* What to work on *
Each line that contains the word "shrub" is to be copied from the records below.

* Records for the task *
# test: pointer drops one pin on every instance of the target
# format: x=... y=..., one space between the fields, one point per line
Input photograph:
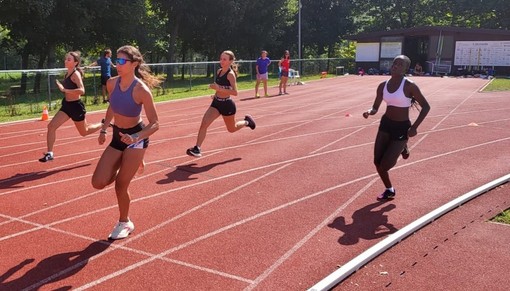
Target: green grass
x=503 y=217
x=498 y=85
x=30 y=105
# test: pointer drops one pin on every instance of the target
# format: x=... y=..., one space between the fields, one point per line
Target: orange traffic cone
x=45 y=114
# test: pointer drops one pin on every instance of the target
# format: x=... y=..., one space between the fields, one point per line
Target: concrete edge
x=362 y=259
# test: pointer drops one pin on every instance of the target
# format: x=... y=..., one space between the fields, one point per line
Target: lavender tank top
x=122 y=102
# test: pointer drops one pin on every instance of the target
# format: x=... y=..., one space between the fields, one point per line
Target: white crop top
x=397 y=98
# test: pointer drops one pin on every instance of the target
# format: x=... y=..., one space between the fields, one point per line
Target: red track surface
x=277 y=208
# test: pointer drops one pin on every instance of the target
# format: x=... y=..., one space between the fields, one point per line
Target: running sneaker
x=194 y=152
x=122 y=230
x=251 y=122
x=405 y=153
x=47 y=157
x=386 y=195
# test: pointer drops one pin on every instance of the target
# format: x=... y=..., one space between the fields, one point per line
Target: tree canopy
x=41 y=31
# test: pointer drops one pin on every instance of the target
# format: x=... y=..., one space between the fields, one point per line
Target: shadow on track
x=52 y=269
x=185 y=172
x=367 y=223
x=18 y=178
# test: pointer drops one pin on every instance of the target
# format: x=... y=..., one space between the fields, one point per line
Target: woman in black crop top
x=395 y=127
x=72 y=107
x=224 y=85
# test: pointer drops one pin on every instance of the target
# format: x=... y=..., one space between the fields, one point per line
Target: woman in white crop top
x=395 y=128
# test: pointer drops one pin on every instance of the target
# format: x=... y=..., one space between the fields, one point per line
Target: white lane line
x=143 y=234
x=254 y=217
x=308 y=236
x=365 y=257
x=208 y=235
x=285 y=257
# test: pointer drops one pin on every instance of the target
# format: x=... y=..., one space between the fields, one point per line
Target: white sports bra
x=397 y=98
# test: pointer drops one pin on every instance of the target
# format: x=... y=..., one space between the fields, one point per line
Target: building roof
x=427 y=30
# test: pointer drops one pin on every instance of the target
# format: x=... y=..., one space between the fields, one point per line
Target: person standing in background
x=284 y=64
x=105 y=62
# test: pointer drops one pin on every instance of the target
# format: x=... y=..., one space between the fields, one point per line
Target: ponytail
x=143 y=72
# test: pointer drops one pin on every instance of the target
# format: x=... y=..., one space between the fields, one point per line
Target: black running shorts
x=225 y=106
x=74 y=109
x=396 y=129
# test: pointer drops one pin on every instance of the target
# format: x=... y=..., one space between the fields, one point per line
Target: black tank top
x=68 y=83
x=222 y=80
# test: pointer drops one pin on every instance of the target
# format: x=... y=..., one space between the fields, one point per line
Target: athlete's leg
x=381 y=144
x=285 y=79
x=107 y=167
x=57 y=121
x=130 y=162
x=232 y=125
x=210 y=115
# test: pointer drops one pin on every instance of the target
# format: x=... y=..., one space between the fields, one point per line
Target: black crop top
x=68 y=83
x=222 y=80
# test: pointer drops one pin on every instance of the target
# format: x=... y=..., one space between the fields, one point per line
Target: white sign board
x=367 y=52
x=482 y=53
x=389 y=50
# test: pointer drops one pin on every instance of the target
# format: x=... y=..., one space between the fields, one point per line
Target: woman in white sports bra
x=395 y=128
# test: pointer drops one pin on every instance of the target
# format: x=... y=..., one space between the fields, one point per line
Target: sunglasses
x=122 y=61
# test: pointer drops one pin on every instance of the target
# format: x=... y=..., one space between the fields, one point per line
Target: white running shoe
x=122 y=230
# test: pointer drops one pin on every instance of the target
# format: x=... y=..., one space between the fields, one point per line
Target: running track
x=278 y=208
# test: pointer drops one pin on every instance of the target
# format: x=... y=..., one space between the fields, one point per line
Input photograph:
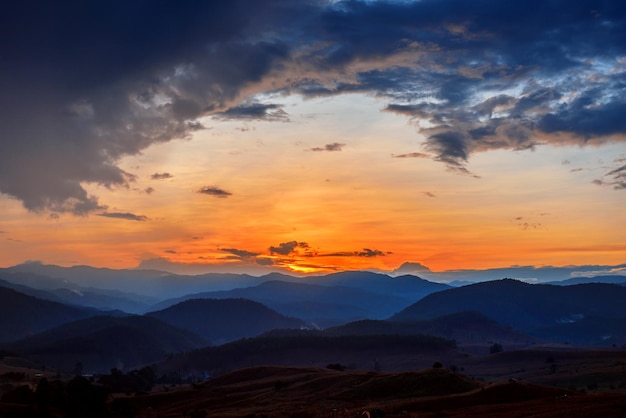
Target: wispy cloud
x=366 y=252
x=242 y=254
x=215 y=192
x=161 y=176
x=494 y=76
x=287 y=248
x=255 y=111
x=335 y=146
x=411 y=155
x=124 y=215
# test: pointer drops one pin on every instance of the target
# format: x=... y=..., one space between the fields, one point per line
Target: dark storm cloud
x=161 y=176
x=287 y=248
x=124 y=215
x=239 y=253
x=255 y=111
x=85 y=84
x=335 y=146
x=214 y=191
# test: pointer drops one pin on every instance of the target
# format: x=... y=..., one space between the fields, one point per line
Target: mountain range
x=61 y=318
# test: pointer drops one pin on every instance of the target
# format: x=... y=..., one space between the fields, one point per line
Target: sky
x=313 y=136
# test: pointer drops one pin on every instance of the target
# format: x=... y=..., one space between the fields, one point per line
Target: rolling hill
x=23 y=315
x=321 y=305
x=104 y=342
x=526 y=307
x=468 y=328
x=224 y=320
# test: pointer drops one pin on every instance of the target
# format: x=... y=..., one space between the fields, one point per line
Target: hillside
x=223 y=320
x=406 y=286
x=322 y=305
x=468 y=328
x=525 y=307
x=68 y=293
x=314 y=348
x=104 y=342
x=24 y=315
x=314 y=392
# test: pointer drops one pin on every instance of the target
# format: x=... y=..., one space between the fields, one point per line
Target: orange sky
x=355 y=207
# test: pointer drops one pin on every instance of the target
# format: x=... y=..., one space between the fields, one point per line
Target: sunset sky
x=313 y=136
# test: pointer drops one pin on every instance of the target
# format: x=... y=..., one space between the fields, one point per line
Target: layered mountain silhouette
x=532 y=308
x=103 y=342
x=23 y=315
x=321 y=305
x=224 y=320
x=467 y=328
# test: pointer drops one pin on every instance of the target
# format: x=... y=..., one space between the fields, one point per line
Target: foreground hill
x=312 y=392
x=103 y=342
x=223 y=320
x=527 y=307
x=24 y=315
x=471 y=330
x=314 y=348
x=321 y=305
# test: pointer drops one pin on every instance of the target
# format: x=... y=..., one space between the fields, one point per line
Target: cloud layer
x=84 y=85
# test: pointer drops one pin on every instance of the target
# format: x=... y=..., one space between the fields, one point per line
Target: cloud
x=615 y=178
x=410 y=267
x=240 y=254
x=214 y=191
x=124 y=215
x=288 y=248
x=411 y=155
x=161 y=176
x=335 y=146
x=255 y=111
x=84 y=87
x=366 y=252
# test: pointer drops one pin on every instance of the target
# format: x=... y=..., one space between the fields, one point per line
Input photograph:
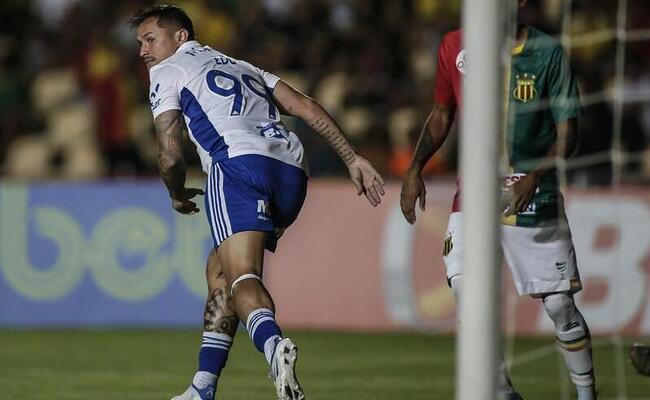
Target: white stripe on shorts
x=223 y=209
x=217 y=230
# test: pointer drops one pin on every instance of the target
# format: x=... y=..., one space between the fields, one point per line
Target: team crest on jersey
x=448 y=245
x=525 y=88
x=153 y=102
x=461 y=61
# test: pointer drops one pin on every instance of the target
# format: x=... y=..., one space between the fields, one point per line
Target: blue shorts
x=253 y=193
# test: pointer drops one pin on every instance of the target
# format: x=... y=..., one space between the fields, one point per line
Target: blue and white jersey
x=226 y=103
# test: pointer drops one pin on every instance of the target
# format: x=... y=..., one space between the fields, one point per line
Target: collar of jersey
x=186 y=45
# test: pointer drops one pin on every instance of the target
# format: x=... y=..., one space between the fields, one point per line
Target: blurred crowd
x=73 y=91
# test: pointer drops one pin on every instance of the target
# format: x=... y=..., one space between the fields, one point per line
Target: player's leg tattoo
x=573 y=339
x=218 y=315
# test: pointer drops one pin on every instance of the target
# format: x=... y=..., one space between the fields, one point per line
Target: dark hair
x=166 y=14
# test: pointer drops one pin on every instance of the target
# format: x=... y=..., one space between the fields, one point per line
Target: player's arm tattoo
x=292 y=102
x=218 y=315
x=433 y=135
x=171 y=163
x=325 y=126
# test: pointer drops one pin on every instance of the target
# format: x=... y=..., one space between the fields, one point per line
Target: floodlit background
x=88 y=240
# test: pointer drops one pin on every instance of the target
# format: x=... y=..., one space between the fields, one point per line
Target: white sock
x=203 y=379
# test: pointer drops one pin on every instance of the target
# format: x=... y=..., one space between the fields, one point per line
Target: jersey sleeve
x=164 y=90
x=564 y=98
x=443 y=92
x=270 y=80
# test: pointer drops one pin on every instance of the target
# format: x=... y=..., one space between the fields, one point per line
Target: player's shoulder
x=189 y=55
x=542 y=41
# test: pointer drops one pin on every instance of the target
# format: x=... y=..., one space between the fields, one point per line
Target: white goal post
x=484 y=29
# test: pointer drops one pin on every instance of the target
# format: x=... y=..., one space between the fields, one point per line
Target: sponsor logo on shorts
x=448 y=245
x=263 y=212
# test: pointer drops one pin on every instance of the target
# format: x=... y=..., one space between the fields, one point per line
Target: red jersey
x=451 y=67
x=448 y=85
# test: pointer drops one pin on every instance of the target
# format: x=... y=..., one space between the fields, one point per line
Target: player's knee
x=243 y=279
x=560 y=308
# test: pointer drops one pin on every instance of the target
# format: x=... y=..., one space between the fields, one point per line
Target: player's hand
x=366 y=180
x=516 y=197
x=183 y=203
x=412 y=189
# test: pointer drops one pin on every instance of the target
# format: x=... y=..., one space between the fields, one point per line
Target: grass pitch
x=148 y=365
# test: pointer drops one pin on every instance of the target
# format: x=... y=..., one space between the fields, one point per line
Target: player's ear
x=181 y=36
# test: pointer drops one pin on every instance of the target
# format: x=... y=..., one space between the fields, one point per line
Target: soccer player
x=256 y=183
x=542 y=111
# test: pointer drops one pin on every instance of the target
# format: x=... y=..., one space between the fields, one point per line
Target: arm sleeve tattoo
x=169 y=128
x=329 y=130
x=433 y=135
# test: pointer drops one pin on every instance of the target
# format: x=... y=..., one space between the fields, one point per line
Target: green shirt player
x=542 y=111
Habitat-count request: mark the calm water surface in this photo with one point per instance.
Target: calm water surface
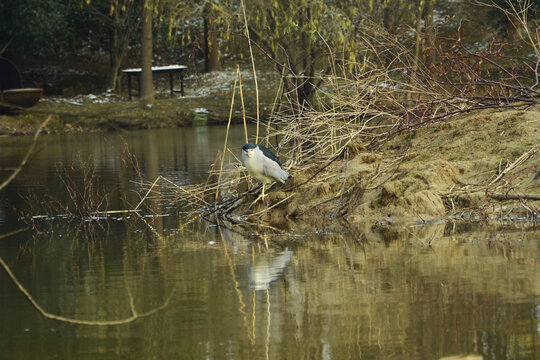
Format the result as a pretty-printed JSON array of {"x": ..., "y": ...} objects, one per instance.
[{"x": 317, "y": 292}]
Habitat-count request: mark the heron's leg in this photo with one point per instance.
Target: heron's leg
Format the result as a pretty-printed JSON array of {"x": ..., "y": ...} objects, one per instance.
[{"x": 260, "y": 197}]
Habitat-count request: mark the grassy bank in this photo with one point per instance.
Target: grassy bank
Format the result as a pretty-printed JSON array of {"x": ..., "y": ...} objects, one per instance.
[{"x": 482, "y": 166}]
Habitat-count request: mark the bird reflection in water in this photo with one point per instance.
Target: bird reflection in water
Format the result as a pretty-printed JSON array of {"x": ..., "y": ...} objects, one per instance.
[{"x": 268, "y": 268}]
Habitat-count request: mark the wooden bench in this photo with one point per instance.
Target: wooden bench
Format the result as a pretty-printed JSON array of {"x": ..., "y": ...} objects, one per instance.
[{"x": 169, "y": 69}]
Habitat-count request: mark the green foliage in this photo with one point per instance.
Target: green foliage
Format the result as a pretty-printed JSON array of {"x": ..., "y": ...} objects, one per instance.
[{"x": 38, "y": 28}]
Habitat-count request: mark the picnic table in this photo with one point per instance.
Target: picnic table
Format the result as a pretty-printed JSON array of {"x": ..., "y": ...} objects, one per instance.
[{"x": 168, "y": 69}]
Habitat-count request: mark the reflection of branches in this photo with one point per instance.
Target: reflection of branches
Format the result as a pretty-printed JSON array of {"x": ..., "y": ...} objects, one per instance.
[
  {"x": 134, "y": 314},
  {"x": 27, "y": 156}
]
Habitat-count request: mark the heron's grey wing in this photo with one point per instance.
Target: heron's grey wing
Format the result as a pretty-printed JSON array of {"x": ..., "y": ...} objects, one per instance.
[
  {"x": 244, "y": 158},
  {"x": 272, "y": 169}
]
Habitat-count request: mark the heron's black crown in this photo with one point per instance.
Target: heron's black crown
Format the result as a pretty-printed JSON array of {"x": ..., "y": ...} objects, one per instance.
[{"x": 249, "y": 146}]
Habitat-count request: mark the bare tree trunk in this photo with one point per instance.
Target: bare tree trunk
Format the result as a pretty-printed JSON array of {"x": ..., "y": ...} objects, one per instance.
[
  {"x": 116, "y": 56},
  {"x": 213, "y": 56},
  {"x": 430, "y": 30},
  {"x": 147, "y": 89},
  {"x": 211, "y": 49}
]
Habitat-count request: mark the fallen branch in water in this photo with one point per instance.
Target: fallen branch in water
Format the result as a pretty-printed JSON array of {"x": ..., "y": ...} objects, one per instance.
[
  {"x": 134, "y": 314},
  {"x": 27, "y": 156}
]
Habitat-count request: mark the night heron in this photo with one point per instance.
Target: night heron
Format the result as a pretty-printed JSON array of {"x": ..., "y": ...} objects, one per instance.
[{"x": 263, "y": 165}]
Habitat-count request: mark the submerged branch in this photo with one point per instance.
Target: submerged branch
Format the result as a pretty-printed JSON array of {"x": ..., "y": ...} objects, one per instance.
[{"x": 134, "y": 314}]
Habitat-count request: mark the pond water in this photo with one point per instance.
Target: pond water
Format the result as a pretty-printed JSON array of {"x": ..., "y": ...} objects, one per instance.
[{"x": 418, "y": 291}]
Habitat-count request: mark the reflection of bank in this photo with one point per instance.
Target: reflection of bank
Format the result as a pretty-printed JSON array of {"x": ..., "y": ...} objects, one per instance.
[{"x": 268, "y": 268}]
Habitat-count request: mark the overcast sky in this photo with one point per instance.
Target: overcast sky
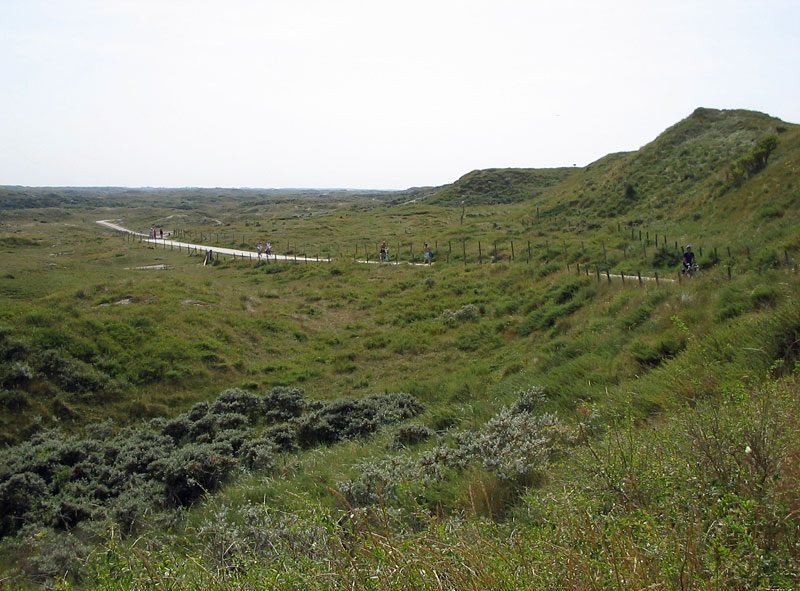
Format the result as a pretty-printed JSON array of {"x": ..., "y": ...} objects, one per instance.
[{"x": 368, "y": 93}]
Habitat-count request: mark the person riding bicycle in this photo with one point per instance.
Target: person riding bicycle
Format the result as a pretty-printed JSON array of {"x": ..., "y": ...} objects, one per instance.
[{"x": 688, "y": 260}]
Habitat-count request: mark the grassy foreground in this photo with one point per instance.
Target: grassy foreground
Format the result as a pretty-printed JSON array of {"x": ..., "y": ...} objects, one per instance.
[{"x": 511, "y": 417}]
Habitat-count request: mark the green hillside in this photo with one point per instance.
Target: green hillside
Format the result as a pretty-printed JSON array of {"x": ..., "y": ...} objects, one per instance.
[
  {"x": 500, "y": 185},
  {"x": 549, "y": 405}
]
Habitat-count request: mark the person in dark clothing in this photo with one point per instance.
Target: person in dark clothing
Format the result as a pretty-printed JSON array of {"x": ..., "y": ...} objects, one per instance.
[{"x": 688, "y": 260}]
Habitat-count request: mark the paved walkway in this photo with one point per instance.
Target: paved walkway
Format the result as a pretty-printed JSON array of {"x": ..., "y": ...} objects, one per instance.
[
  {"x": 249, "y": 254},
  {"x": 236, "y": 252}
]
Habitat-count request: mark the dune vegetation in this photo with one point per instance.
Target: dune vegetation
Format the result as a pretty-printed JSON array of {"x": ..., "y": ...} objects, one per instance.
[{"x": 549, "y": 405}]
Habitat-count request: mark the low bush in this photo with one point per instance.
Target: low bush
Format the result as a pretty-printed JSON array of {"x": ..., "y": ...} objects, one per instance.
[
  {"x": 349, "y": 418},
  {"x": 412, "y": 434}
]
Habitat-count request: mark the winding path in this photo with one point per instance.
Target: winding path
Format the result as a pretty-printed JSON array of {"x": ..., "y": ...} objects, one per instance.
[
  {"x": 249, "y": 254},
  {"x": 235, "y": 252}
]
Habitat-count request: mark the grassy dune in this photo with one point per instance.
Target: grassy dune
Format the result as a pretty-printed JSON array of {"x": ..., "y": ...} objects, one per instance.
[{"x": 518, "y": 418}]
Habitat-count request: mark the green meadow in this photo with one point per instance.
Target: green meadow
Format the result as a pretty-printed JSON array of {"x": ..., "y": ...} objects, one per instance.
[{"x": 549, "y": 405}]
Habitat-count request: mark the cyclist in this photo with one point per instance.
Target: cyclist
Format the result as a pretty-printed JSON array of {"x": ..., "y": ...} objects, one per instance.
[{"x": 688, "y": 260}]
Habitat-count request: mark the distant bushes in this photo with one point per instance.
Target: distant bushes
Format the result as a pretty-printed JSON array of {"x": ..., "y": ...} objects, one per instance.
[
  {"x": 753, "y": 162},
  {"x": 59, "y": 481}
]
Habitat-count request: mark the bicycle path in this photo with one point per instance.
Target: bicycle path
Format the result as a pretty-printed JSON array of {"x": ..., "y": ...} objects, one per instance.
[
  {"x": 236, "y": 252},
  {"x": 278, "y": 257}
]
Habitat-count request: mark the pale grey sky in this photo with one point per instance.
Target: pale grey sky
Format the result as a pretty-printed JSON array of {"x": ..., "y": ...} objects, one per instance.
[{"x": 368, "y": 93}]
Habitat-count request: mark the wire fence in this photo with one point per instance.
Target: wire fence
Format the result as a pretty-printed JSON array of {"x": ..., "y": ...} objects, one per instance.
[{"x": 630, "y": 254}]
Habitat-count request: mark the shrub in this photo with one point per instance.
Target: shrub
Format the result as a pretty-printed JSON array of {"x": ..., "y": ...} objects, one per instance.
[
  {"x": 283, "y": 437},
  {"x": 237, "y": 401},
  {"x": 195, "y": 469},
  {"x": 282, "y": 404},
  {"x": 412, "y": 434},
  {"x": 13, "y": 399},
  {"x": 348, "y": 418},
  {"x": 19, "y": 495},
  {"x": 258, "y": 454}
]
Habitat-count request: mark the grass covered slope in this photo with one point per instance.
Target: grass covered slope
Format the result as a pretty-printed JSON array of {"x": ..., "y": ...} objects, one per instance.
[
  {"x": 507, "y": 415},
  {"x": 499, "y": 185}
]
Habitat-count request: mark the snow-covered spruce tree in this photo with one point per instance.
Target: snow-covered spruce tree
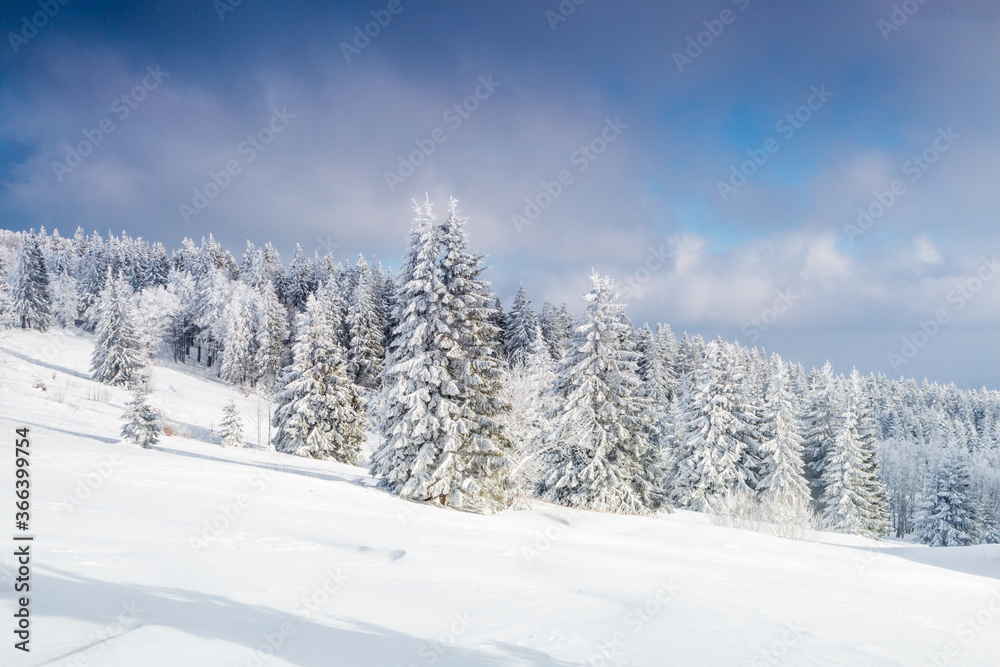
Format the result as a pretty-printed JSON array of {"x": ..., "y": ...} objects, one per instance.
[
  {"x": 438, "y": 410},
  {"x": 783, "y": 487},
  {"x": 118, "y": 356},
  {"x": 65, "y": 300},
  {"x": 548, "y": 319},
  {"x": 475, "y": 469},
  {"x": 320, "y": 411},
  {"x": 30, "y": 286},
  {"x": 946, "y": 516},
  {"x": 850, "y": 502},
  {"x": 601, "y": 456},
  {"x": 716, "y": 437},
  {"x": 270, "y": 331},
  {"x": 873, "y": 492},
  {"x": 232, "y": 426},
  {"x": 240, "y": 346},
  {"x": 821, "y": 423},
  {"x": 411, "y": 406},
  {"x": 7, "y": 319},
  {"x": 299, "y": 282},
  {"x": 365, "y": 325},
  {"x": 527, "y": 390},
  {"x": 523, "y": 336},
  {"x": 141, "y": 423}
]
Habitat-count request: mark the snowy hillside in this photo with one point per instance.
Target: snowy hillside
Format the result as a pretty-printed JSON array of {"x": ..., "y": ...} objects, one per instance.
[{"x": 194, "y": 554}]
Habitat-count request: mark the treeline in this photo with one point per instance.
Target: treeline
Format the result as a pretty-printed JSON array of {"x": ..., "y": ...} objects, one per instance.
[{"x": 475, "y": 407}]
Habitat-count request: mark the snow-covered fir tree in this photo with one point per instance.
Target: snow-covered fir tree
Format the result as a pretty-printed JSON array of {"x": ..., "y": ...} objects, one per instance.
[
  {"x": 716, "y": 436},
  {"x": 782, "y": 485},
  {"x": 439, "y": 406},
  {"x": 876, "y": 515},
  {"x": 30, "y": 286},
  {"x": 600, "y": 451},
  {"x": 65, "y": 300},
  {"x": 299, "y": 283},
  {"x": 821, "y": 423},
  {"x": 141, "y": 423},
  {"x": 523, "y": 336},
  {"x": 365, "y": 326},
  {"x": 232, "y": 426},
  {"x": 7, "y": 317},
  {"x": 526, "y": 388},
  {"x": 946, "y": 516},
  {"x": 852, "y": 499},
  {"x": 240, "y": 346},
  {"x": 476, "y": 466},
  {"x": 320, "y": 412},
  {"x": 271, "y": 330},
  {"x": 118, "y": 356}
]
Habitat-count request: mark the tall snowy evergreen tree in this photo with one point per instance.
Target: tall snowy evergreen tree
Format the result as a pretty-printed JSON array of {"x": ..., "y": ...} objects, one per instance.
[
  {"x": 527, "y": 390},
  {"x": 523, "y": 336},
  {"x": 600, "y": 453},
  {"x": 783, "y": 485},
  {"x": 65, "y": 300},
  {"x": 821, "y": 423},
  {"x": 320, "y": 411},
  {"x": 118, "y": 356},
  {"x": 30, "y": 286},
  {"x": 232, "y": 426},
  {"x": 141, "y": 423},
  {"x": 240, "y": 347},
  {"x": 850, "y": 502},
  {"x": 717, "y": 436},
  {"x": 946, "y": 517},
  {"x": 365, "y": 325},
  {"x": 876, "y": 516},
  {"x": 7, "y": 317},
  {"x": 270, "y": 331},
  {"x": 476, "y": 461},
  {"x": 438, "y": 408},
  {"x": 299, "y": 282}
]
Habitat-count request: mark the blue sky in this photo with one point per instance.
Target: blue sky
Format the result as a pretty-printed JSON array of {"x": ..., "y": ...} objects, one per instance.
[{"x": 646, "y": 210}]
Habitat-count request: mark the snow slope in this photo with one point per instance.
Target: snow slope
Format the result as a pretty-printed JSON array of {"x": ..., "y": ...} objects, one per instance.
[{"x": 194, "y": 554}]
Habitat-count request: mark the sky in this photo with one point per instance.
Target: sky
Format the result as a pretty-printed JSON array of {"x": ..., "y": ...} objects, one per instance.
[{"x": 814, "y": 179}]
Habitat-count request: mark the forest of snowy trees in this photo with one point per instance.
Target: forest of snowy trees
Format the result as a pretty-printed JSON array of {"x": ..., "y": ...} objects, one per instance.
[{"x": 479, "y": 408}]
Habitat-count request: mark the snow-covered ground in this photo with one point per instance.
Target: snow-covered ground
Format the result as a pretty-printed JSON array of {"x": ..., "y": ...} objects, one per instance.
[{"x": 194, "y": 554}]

* Result for this exercise *
Habitat-count request: mark the shrub in this photo with one point per instance.
Target: shrub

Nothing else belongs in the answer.